Written problem — Below is some material; set it all down exactly, apart from the pictures.

Input —
----

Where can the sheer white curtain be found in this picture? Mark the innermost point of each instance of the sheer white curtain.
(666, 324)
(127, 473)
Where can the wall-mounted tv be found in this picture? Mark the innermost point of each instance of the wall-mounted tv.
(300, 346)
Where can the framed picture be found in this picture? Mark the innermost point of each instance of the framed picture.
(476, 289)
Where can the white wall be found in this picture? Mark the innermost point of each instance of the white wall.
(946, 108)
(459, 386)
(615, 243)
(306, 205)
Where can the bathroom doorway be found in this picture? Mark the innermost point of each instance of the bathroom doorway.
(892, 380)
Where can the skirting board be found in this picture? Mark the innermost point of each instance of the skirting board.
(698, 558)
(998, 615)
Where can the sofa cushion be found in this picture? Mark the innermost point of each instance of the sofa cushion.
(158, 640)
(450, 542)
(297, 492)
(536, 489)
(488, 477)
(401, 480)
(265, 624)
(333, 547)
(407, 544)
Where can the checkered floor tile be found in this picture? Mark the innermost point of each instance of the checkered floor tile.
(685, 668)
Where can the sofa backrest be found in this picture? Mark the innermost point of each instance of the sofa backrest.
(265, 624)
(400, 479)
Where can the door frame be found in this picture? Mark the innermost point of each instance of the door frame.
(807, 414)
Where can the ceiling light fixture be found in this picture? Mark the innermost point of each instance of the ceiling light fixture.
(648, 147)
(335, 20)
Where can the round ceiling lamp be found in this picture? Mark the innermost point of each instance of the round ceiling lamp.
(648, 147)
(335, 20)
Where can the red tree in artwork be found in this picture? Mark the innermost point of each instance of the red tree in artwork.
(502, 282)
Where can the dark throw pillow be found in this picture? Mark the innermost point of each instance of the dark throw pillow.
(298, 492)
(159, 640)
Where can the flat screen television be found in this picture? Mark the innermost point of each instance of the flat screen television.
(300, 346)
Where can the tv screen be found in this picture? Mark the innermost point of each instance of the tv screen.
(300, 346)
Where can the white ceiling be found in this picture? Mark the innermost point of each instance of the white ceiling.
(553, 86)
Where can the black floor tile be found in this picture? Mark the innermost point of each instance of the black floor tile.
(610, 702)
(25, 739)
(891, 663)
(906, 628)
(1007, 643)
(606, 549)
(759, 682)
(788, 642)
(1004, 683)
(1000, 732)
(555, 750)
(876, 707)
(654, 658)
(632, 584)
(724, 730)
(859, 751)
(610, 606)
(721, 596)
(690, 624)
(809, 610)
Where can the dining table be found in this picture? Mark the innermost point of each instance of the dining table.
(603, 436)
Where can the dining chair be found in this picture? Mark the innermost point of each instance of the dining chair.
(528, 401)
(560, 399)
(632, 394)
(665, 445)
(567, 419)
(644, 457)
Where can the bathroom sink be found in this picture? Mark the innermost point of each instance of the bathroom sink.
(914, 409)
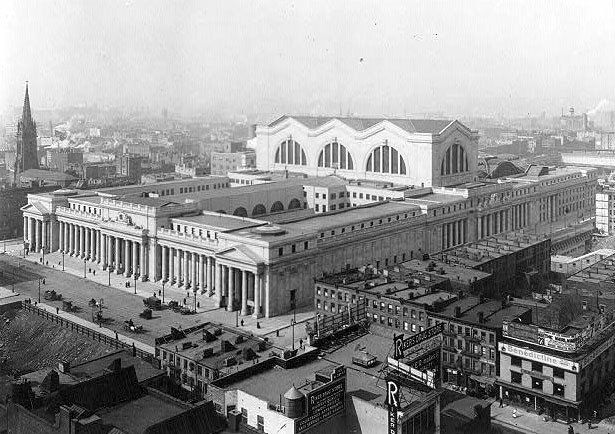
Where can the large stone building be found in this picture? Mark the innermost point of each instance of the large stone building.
(393, 190)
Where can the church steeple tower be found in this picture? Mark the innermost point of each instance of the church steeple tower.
(27, 154)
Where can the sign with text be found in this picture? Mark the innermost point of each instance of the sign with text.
(547, 359)
(400, 344)
(323, 403)
(392, 403)
(426, 377)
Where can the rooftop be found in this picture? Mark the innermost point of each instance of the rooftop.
(271, 383)
(429, 126)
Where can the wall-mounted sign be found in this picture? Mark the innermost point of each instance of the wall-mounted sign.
(547, 359)
(400, 344)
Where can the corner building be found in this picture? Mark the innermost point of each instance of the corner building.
(257, 248)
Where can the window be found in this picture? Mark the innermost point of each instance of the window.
(515, 377)
(290, 152)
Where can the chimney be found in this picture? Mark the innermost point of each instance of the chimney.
(64, 367)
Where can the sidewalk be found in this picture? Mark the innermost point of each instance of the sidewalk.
(268, 326)
(535, 424)
(94, 327)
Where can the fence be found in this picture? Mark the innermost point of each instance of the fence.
(90, 333)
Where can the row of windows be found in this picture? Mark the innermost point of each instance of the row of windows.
(293, 248)
(371, 224)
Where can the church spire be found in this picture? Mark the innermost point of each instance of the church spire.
(26, 115)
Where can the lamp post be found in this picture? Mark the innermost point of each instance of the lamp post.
(292, 323)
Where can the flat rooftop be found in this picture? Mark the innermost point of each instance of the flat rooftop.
(272, 383)
(150, 410)
(454, 272)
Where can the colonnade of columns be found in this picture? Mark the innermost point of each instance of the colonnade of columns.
(117, 253)
(234, 288)
(454, 233)
(37, 233)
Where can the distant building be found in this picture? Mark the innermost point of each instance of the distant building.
(224, 162)
(129, 166)
(61, 160)
(27, 148)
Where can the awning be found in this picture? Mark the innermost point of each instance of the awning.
(484, 379)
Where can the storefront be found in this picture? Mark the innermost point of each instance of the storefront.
(540, 403)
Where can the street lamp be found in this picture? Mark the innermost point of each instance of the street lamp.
(292, 323)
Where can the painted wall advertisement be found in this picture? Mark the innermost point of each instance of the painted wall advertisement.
(324, 403)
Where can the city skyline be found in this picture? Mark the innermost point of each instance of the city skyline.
(400, 58)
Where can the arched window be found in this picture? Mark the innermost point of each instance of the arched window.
(455, 160)
(259, 209)
(290, 152)
(241, 212)
(335, 155)
(386, 159)
(294, 204)
(277, 207)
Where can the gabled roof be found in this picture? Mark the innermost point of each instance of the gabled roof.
(239, 253)
(429, 126)
(36, 208)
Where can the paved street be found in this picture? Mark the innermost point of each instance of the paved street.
(534, 423)
(121, 303)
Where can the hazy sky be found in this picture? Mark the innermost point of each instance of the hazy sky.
(365, 57)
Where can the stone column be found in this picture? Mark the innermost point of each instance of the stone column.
(210, 269)
(202, 283)
(103, 251)
(244, 292)
(165, 258)
(144, 270)
(37, 237)
(118, 256)
(171, 265)
(257, 296)
(195, 266)
(127, 258)
(186, 270)
(231, 289)
(135, 259)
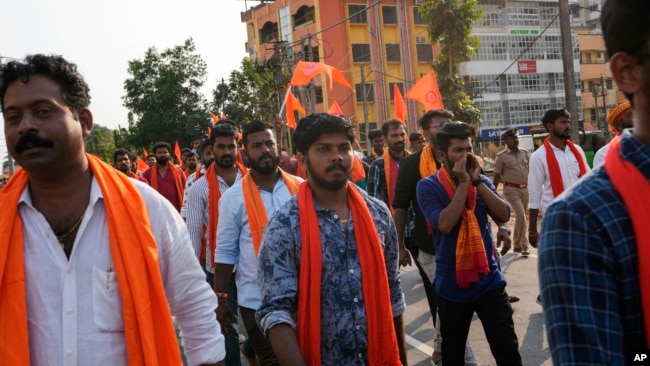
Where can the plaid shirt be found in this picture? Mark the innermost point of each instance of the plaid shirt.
(588, 271)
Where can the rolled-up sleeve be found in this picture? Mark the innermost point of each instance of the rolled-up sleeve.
(190, 298)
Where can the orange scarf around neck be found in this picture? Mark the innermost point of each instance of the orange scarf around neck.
(623, 176)
(214, 195)
(382, 341)
(176, 173)
(148, 328)
(554, 172)
(390, 172)
(358, 173)
(257, 218)
(471, 258)
(427, 162)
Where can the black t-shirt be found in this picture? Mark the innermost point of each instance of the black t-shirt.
(408, 177)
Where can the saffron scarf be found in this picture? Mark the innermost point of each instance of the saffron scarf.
(148, 328)
(382, 340)
(257, 218)
(358, 173)
(427, 162)
(176, 173)
(623, 176)
(214, 195)
(471, 258)
(554, 172)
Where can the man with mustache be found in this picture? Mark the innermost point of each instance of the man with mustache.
(457, 201)
(93, 264)
(123, 163)
(382, 175)
(246, 207)
(594, 262)
(554, 167)
(165, 177)
(328, 266)
(203, 218)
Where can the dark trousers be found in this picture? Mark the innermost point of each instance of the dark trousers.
(261, 345)
(495, 313)
(428, 287)
(233, 358)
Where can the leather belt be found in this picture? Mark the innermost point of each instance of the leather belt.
(515, 185)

----

Result for this task —
Where can the sheer white curtain be found in this picture? Mark the innermost point of each instance of the sheer white curtain.
(666, 324)
(127, 473)
Where can the wall-mounted tv be found in this picture? Mark the innermost point of each instance of the wall-mounted tv.
(300, 346)
Where can the framed picture be found in this picture? Mark the innermost point of each instance of the framed picture.
(476, 289)
Where can the white wall be found in this picture? Mark the innermost point of each instance of the white wall.
(946, 108)
(459, 386)
(615, 243)
(306, 205)
Where can the bathroom doorway be found in this picture? Mark the innermost point of each instance of the bathroom doorway.
(892, 380)
Where can the skirting board be found in this picture? Mark the innermost point of each instance of the skirting board.
(698, 558)
(998, 615)
Where can the sofa cushion be found in this picture? Mark the innermost point of each instance of the sofa cushion.
(158, 640)
(450, 542)
(297, 492)
(536, 489)
(488, 477)
(401, 480)
(265, 624)
(333, 547)
(407, 544)
Where can the checkered floor tile be found in this picture? Mark the innermost point of each instance of the checkered floor tile.
(685, 668)
Where can the sofa backrest be found in this picture? Mark the innermost point of each instance of the sofa backrest.
(265, 624)
(400, 479)
Where can the door frame be found in this picture? Mark the innermost point of each instance of the door frame.
(807, 414)
Where can the ceiling light fixture be found in this picture? Mark the innermost point of each instance of the ceiling light fixture.
(648, 147)
(335, 20)
Where can the round ceiling lamp be found in this picture? Mark the innermost point of each instance of the round ceiling lamp.
(648, 147)
(335, 20)
Where can the red tree in artwork be found in this picture? Mark the innermost point of each instance of the red tree in artwork.
(502, 282)
Where can the dark throw pillow be found in this picture? Mark the innermost point of each instance of the dark throw pillow.
(298, 492)
(159, 640)
Where can the flat screen television be found in this picture? Mark the innermost point of each instance of the flat screen television.
(300, 346)
Where can the tv screen be found in this picture? Mark the innermost point of each instance of the tv screen.
(300, 346)
Where can the white ceiling be found in this picture? Mark the innermost point of each instance of the white ceiling.
(553, 86)
Where can the black floor tile be found in this picture? Mark the innermost point of each instance of the black floor tile.
(610, 702)
(25, 739)
(891, 663)
(906, 628)
(1007, 643)
(606, 549)
(759, 682)
(788, 642)
(1004, 683)
(1000, 732)
(555, 750)
(876, 707)
(654, 658)
(632, 584)
(724, 730)
(859, 751)
(610, 606)
(721, 596)
(690, 624)
(809, 610)
Where can the dining table be found in this picture? Mark the innermost point of each instance of the dining table.
(603, 436)
Where can the dining chair be found in this picture? Mark the innermost point of each instance of the dining chair.
(528, 401)
(560, 399)
(632, 394)
(665, 445)
(567, 419)
(644, 457)
Where can the bathroom sink be found in this picture? Mark the innermost point of each instance of the bathroom sink.
(914, 409)
Where can the large stone building be found in this picture? Mark the innermost point of each instance of the large stone building.
(393, 190)
Where can the church steeple tower be found in this picture? Mark the innermost point of each instance of the church steeple tower.
(27, 154)
Where can the sign with text be found in this picture? Mark the innermost point of each instance of the sign with text.
(547, 359)
(400, 344)
(323, 403)
(392, 403)
(426, 377)
Where can the rooftop be found in this picture? Mark the innermost point of each instance of the rooftop.
(271, 383)
(429, 126)
Where can the wall-mounted sign be found in this picture? Mark the innermost point of each instance of the wall-mounted sign.
(547, 359)
(400, 344)
Where can the corner building be found in this picture? Mark the innermost point of each instance of the corner building.
(257, 248)
Where can the window be found in this picture? Mark the innermost point of each instance of the window.
(515, 377)
(290, 152)
Where can the chimney be found in this picture? Mark the innermost point of each instance of the chimney.
(64, 367)
Where can the sidewalk be found in this picture? Mark the innermost point of each instance of the sidewalk.
(268, 326)
(535, 424)
(94, 327)
Where can the fence be found in this picture? Mark the innermost point of each instance of the fence.
(90, 333)
Where can the row of windows be found in this picture? Mark the innermost point of each instance of the row of windows.
(293, 248)
(371, 224)
Where can the church spire be found in this picture? Mark the innermost point of each instance of the church spire.
(26, 115)
Where can the lamp post be found in this picture? Mark the innermost point of each instance of the lamp post.
(292, 323)
Where can the flat rooftop be found in this picture? Mark the innermost point of each instance of the flat rooftop.
(272, 383)
(150, 410)
(454, 272)
Where can the colonnade of columns be found in this picture? Mark the innermost point of each instance of the colonnade of columns.
(117, 253)
(234, 288)
(454, 233)
(37, 233)
Where can the distant building be found in this picture? Mark the innermost point of each instance of the distant building.
(224, 162)
(129, 166)
(61, 160)
(27, 148)
Where can the awning be found in this picture? Mark the innermost point of each instance of the awning.
(484, 379)
Where can the storefront be found in this picture? Mark the innermost point of each instance of the storefront.
(540, 403)
Where can the street lamp be found in this picture? Mark the innermost point of each instance of the street lamp.
(292, 323)
Where can the painted wall advertisement be found in this picture? Mark the innermost point of each instance of the painted wall advertisement.
(324, 403)
Where can the city skyline be found in this picture? Mark the innermost point of each instance of the city skyline.
(400, 58)
Where can the arched window be found in this picture? Mark the innermost point of each instance of the arched window.
(455, 160)
(259, 209)
(290, 152)
(241, 212)
(335, 155)
(386, 159)
(294, 204)
(277, 207)
Where can the gabled roof be found in this picture? Mark the innermost point of each instance of the gabled roof.
(239, 253)
(429, 126)
(36, 208)
Where can the paved street be found in this picture? Mark the innermost point of each instance of the paved street.
(534, 423)
(121, 303)
Where can the hazy sky be found in this picture? Mark the innermost point of each instance of the hazy sky.
(365, 57)
Where can the stone column be found in this picture? Mark the innermost point of each instance of the stone column.
(210, 269)
(202, 283)
(103, 251)
(244, 292)
(165, 258)
(144, 270)
(37, 237)
(118, 256)
(171, 265)
(257, 296)
(195, 266)
(127, 258)
(186, 270)
(231, 289)
(135, 259)
Where can the plaid shirt be found in this picture? Mark the innermost point of each instance of the plaid shirt.
(588, 271)
Where can the rolled-up sleeve be found in this picture? Mark the innermost point of each instance of the rolled-up sleeve.
(190, 298)
Where can the orange scarf around neck be found in this picture? Mark the innermost point of each instance of the orange scarf around neck.
(623, 176)
(214, 195)
(382, 341)
(176, 173)
(148, 328)
(554, 172)
(390, 172)
(358, 173)
(257, 218)
(471, 258)
(427, 162)
Where can the black t-shirt be found in this picture? Mark the innermost point of each instance of the black t-shirt.
(408, 177)
Where can the saffron scarf be found in this picture? Mark the innermost point of each instance of the saffron scarf.
(148, 328)
(382, 340)
(257, 218)
(358, 173)
(427, 162)
(176, 173)
(623, 176)
(214, 195)
(471, 258)
(554, 172)
Where can the man with mustache be found in this picture? Mark the innermost point of each instance of the man with mustache.
(457, 201)
(93, 264)
(123, 163)
(382, 175)
(246, 207)
(594, 262)
(554, 167)
(165, 177)
(328, 266)
(203, 218)
Where can the dark trousers be found in this picture? Mark the innermost point of each instance of the dark trousers.
(261, 345)
(495, 313)
(428, 287)
(233, 358)
Where can the leather belt be found in this picture? Mark the innermost point of each instance of the leather belt.
(515, 185)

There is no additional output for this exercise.